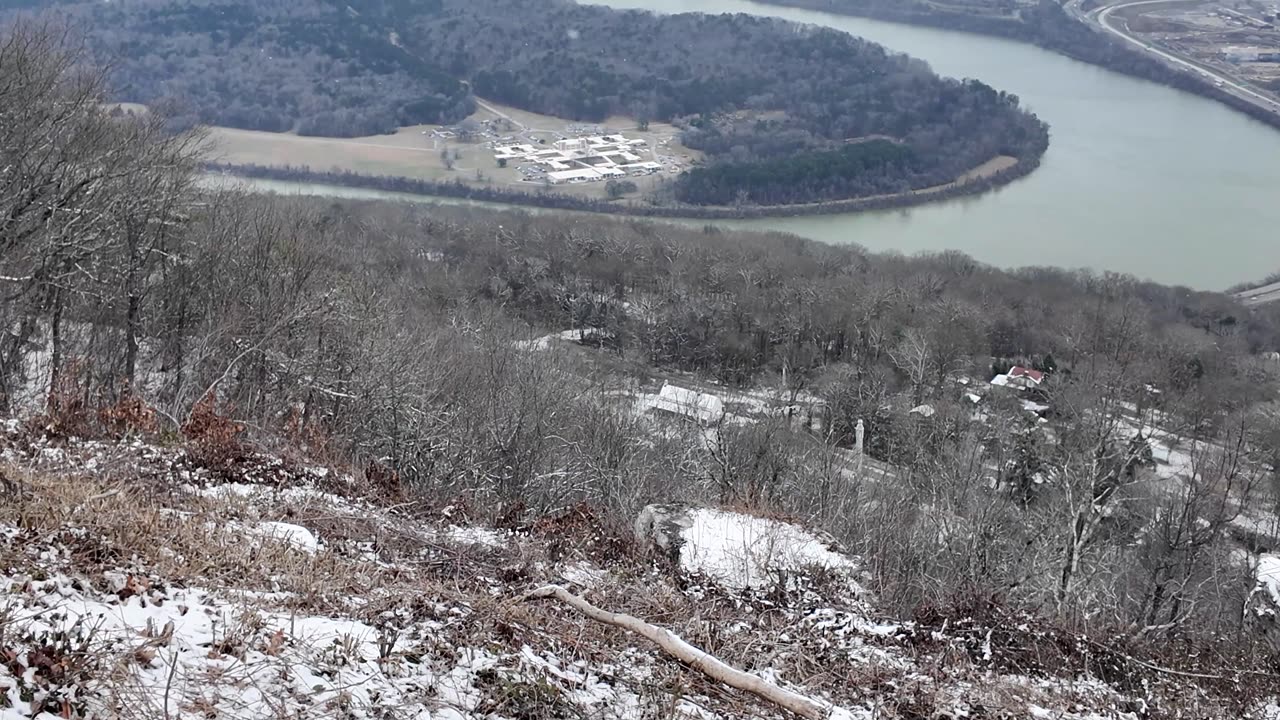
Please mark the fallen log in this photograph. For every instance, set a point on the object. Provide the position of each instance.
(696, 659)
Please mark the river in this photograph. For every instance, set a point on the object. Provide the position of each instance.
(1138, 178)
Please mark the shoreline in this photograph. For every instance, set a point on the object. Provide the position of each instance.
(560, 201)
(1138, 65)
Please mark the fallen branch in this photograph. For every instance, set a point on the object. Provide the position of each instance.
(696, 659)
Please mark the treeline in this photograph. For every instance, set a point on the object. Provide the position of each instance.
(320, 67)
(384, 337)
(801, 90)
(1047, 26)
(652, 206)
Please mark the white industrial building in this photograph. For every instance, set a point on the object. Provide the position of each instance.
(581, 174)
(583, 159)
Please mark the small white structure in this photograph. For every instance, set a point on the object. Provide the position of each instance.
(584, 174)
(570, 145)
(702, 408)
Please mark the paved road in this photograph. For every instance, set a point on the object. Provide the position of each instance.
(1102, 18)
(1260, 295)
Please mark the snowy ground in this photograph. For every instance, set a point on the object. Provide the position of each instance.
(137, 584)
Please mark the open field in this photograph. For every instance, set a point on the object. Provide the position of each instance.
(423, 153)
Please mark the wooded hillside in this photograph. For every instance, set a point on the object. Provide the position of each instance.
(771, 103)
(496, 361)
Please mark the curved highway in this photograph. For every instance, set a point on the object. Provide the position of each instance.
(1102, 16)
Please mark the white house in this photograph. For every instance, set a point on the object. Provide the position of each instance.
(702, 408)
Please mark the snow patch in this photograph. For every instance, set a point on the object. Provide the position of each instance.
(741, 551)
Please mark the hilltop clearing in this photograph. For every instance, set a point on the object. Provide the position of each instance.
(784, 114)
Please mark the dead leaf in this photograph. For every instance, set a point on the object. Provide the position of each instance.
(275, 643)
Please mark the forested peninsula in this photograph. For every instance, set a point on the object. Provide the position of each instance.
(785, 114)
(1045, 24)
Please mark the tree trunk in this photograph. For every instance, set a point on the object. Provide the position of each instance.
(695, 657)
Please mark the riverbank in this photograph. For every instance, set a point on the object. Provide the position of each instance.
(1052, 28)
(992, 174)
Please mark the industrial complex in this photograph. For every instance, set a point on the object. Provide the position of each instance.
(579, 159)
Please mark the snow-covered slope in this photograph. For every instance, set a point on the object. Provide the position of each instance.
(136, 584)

____

The reply must hold every line above exactly as written and none of the pictures.

## Your response
Please mark the fallen log in this photograph. For every instance, set a point on the object. Provide the position of each instance.
(696, 659)
Please mark the river in this photograph. For every instance, set a point on the object. Provide the position of each instance.
(1138, 178)
Please mark the shoreline in this photograph. For every instance, set a point on the object. Provide the position of each instance.
(560, 201)
(1138, 65)
Please mark the fallen branch in this photograph. For every instance, set a point on the object. Provide the position of each instance.
(696, 659)
Please mark the treeline in this photograph. For every instance, set a point on the object. Provide the position of each instance.
(320, 67)
(384, 337)
(801, 90)
(1047, 26)
(652, 206)
Please mark the white industrial building in this photograph. For every instance, set a point on the object. Provide the position of each instance.
(581, 174)
(583, 159)
Please mark the small white structure in this photograph. For every instance, set a point on the object. Provide the position of each instance.
(584, 174)
(570, 145)
(702, 408)
Please mark the paved road in this photograph. For every instance, set a point on the object. Provide the position of each instance.
(1102, 18)
(1260, 295)
Please mark the snowy ground in this photograph. For every instance, set a point on the object. Provide the position of each instance.
(137, 584)
Please mark the open field in this photograph. For every instance, set a point on the object. Provide the position of each instance.
(423, 153)
Please mark the wooded hillside in this photograph. For every instance, set a point on the object. Provide the position of each instance.
(771, 103)
(496, 361)
Please mark the curved highway in this photograph. For every instance, set a point on the object. Provide the position of each instance.
(1102, 16)
Please mark the white house in this photograph. For every instance, set a point on the object. Provide the position of each instance.
(702, 408)
Please mark the snow patch in this photograph. For every instance, set a point on the object. Provide the position of each instance.
(741, 551)
Please mark the hilltop clearing in this photograph. For every instance, set a point on the object. Provide the position of each instance.
(784, 114)
Please mark the dead leaf in this photograph. For every instance, set a point on the object. Provide the position of each instance.
(275, 643)
Please mark the forested peninsula in this photograph. For every instance, set a point on the object. Provide the position of each instance.
(785, 114)
(1045, 24)
Please mark the tree trunk in this photograph. For every instance, set a point on the object. Provide the position of each instance.
(695, 657)
Please mark the riverbank in this photograph. For every instance, set a point on the object. Provide the position of each instance.
(1052, 28)
(992, 174)
Please mark the industrial complex in this photograph. For every instance, set a point on the object. Provide the position of each instance.
(579, 159)
Please mark the snow-covered slope in this photograph. For every instance, set a point on the object. Provide the position of each instance.
(136, 584)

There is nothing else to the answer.